GIVEN EXERCISE 1: Lay out the part of the listing that opens with the line containing "TARGET = front door" and runs through the end of the listing as a numbered list, omitting blank lines.
GIVEN EXERCISE 2: Carry on the petition text about R.A. 10175 from its last sentence.

#### PASSAGE PROVIDED

147) Also, the Honorable Court has stated as far back as Ermita-Malate Hotel and Motel Operators Association, Inc. v. City Mayor, that the standard for the validity of governmental acts is ‘much more rigorous’ if the liberty involved were freedom of the mind or the person, to wit:
….What may be stressed sufficiently is that if the liberty involved were freedom of the mind or the person, the standard for the validity of governmental acts is much more rigorous and exacting, but where the liberty curtailed affects at the most rights of property, the permissible scope of regulatory measure is wider.
APPLICATION FOR THE ISSUANCE OF A
WRIT OF PRELIMINARY PROHIBITORY INJUNCTION
AND/OR A TEMPORARY RESTRAINING ORDER (TRO)

148) Moreover, it is clear from the foregoing that there is a violation of the Petitioners’ rights as taxpayers, who suffer and will continue to suffer severe injury and damage from the expenditure of public funds to enforce or implement the unconstitutional provisions of R.A. 10175.

149) The acts of Respondents, if not immediately restrained or enjoined, will cause grave and irreparable injury to Petitioners, as Filipino citizens, taxpayers, and as—- either journalists, bloggers, or social network netizens,as the implementation or impending implementation of the unconstitutional provisions of R.A. 10175 by Respondents shall violate the fundamental law of the Republic of the Philippines.

########
#### ITEMS

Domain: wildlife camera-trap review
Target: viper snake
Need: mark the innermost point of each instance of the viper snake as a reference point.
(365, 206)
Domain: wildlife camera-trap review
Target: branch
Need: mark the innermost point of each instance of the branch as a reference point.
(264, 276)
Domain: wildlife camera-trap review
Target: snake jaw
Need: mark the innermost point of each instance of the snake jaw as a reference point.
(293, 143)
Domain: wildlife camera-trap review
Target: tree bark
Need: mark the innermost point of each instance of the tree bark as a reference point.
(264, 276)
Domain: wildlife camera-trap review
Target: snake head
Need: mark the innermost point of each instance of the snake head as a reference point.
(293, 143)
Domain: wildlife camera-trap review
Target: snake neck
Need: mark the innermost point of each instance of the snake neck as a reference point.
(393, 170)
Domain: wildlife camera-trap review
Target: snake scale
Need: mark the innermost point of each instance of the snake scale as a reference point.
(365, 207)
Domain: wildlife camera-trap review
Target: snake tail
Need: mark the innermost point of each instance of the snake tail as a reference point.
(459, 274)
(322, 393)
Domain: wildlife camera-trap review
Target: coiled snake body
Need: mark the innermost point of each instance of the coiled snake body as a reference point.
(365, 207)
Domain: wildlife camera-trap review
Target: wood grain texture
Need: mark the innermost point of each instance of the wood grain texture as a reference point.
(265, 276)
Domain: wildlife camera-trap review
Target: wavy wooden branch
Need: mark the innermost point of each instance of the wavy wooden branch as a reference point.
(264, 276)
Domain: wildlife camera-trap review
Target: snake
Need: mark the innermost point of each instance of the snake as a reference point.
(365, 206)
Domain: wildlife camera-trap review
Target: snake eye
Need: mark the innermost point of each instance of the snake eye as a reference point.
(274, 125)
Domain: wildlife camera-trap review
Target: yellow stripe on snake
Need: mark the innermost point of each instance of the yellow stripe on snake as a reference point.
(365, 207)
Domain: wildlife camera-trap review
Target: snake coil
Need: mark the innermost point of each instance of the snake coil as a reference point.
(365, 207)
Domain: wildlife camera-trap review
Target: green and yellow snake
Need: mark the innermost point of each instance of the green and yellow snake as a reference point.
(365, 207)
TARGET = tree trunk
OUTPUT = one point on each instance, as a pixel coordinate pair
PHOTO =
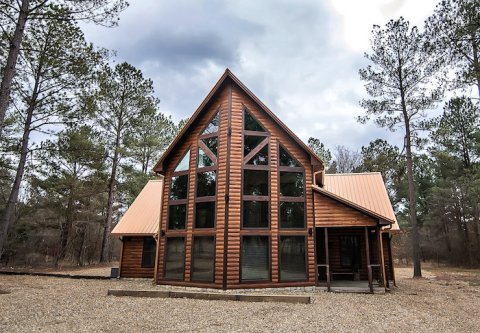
(104, 255)
(9, 71)
(14, 192)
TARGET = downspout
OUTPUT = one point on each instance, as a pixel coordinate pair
(157, 236)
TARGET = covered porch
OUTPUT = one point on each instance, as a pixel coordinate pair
(353, 259)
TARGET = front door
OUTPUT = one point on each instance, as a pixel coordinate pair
(350, 254)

########

WRITTEN REPLY 1:
1. TARGET = front door
2. OUTPUT = one point on each instance, as a pixel coordinate pair
3. (350, 254)

WRITTEN REPLY 2:
150) For the same reasons, the commission and continuance of the implementation of R.A. 10175 during the pendency of this petition will work injustice to Petitioners, and the nation.

151) Hence, if the implementation of R.A. 10175 is not immediately enjoined, Petitioners and millions of Filipinos will suffer great or irreparable injury before the matter can be heard by the Honorable Court. Thus, Petitioners respectfully pray that the Honorable Court immediately enjoin Public Respondents from implementing R.A. 10175, pending the resolution of this petition, through the issuance of a preliminary prohibitory injunction and/or a temporary restraining order. Petitioners also pray for the exemption from the posting of a bond in view of the transcendent nature of the instant petition.

PRAYER

WHEREFORE, premises considered, Petitioners respectfully pray that:

1. Pending the resolution of this Petition, a Temporary Restraining Order and/or Writ of Preliminary Prohibitory Injunction be IMMEDIATELY ISSUED, prohibiting Public Respondents from implementing R.A. 10175, and the Respondent Secretary of the Department of Budget and Management from releasing public funds for its implementation;

2. Upon due hearing, the instant Petition be GRANTED, (a) declaring Article 355,AS WELL AS ARTICLES 353, 354, 361, AND 362, of Act No. 3815 or the “Revised Penal Code” to be unconstitutional(b)declaring R.A. 10175, otherwise known as the ”Cybercrime Prevention Act of 2012,” to be unconstitutional for infringing against Constitutionally-protected fundamental rights of citizens – that is, of journalists and their audience alike, and (c) permanently prohibiting Respondents the Executive Secretary, the Department of Budget and Management, the Department of Justice, the Department of the Interior and Local Government, the National Bureau of Investigation, the Philippine National Police, and the Information and Communications Technology Office-Department of Science and Technology from implementing the same law

Other relief that are just and equitable under the premises are likewise prayed for.

Makati City for Manila.29 January 2013.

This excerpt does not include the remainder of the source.